What needs to be done: Please copy out the lines below, word for word, from the one containing "Note: point to every instance of the pink" through the one containing "x=112, y=107".

Task data:
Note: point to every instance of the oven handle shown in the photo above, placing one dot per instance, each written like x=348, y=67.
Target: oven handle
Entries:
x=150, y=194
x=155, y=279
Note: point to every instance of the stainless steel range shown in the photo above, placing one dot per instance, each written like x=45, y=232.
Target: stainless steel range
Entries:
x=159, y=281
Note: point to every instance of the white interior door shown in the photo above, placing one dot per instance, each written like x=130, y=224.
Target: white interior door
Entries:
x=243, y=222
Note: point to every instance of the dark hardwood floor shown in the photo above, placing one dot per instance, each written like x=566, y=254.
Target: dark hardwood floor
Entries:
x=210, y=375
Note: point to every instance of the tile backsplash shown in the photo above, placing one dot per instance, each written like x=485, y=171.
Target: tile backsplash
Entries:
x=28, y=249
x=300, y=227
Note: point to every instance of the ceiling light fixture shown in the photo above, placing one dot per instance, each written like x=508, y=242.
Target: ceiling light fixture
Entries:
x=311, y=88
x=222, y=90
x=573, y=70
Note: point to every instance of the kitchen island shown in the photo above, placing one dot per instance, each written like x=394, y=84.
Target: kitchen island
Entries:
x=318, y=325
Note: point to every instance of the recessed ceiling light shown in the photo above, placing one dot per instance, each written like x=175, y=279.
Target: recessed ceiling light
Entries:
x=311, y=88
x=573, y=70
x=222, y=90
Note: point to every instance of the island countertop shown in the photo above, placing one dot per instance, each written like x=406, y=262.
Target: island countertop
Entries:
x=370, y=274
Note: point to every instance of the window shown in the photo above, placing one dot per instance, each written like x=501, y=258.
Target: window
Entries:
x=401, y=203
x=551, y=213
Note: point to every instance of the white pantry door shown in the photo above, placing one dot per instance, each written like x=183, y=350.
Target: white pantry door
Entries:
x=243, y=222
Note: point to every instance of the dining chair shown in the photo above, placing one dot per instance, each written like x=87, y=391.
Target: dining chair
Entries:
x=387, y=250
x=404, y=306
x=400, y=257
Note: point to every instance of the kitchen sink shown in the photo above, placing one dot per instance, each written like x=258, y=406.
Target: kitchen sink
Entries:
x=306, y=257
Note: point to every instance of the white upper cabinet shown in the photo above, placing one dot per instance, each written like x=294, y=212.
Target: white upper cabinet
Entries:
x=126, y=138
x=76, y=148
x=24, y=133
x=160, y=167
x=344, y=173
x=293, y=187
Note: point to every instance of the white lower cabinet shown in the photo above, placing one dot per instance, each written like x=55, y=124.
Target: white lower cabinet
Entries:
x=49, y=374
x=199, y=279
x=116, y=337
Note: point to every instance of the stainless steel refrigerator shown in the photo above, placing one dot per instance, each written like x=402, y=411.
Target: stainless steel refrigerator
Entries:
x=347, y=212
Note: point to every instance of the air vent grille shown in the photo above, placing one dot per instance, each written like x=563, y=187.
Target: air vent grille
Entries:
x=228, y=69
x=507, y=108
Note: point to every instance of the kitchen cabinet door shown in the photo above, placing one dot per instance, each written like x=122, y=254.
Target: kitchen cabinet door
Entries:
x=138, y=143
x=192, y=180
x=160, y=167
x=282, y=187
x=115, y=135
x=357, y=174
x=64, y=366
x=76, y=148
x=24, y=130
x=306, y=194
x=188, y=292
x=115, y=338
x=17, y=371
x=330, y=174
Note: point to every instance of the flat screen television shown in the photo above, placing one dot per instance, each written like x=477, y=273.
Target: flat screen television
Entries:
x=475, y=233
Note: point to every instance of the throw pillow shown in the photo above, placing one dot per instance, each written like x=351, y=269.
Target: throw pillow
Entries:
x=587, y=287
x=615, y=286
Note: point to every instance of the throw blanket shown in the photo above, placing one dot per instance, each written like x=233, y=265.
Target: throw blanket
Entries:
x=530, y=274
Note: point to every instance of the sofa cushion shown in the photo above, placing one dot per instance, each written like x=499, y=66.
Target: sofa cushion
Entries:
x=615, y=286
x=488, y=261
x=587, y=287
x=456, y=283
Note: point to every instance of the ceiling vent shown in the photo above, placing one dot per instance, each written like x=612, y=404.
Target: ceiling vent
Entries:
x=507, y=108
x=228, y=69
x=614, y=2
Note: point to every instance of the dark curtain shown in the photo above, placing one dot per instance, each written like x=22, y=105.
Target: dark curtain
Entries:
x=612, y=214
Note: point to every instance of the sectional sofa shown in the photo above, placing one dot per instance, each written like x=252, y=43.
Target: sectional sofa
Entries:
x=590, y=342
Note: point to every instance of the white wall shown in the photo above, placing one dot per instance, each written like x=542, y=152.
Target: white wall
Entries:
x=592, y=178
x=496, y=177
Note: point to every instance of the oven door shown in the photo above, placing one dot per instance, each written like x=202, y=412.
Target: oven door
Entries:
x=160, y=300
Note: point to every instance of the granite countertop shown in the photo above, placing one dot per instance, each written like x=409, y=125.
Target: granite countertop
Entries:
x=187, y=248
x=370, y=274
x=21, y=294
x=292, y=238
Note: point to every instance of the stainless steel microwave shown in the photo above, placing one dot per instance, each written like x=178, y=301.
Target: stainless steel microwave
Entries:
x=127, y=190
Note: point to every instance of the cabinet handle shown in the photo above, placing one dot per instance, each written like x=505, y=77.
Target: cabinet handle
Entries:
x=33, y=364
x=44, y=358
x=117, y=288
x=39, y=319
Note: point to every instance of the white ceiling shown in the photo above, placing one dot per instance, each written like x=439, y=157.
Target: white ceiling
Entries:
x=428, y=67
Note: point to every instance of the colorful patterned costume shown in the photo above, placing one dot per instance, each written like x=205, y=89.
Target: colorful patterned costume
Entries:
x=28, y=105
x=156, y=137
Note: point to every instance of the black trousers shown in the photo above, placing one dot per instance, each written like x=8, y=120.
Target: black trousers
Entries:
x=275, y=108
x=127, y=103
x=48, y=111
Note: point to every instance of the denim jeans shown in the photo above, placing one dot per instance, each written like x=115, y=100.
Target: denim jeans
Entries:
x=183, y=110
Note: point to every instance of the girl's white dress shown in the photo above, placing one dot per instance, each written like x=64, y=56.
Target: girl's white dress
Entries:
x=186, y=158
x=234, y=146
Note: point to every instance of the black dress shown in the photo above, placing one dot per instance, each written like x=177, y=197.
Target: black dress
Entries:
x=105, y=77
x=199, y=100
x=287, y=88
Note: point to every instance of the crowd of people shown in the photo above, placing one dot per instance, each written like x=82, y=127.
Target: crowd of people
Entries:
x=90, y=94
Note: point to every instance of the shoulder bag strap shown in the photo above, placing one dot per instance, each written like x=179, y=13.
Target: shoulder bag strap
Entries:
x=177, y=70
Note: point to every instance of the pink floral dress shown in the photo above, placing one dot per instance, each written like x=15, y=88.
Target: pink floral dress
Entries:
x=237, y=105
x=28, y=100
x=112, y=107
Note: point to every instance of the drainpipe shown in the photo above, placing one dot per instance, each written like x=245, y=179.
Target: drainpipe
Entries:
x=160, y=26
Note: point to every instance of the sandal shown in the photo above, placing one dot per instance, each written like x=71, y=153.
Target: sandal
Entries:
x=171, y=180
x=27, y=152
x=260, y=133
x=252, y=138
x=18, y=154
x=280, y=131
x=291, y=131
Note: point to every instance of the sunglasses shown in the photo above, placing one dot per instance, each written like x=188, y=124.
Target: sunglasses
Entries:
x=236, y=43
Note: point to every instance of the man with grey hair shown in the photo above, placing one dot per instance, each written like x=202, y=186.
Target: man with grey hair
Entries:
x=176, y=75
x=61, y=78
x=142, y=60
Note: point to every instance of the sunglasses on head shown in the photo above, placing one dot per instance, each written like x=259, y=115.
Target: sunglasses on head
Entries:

Written answer:
Note: point to every instance of the pink floral dress shown in the photo above, placing one dot per instance, each written like x=15, y=88.
Target: pink floral dress
Entries:
x=237, y=105
x=28, y=100
x=112, y=107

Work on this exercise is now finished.